▸ **THE DATA**:
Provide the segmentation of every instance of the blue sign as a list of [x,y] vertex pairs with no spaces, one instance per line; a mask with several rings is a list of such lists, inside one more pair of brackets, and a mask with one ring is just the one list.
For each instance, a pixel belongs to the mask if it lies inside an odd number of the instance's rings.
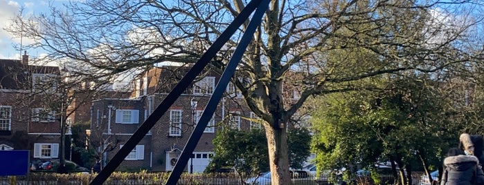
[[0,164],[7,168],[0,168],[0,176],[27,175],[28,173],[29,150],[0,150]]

* * *

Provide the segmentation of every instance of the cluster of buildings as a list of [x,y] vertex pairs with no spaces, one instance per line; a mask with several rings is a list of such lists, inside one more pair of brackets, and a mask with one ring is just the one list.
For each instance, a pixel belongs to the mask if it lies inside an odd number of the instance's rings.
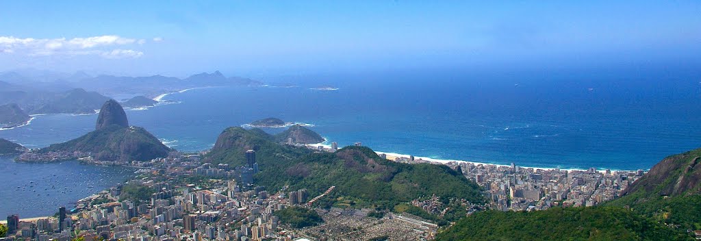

▸ **EXERCISE OBJECTIVE**: Pull out each line of the records above that contains the word "vertex", and copy it in full.

▸ **TASK RESPONSE**:
Provide the segmentation of every instance of the blue sign as a list of [x,y] vertex pairs with no spaces, one instance per line; a mask with several rings is a list of such lists, inside one more pair of brackets, and a mask with one ring is just the one list.
Provide the segmentation of every instance of the cluster of buildings as a list of [x,y] vertex pairs with no spaces, one instance per line; a mask with several rings is a list of such lists, inside one more pair of brackets, and a mask with one ring is just the one list.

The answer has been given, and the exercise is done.